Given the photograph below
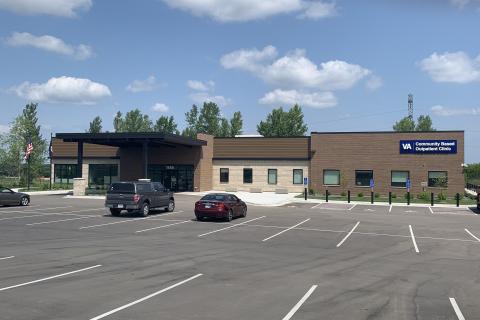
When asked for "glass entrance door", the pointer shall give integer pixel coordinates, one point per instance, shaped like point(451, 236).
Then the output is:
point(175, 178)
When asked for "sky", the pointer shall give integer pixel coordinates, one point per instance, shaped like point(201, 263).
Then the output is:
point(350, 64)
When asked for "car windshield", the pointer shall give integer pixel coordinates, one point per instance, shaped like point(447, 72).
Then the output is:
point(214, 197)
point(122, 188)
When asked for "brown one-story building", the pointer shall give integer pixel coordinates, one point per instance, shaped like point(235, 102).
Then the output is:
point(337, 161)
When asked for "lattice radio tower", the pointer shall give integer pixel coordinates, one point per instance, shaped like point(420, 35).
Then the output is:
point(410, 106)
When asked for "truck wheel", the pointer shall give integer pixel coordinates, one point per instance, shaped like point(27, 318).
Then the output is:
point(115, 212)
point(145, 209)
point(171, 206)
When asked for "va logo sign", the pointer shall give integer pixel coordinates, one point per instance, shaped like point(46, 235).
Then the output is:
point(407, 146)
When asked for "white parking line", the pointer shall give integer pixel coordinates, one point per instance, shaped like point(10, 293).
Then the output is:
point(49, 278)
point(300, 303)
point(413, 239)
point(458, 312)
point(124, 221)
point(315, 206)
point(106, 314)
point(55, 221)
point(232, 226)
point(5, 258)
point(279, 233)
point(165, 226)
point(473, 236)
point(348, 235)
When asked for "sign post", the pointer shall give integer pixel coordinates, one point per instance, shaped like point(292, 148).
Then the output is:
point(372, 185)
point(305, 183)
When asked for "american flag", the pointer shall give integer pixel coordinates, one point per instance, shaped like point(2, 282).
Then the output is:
══════
Check each line in the records above for the word "sign". Return those that have it.

_EXPECTED OUTPUT_.
When asked for "va logo sign", the pointer shall give integer pixel coordinates, one point per instance, shaped like point(46, 235).
When asked for "sign post", the pointer shall give integer pixel coordinates, one point per instance, shaped like point(292, 148).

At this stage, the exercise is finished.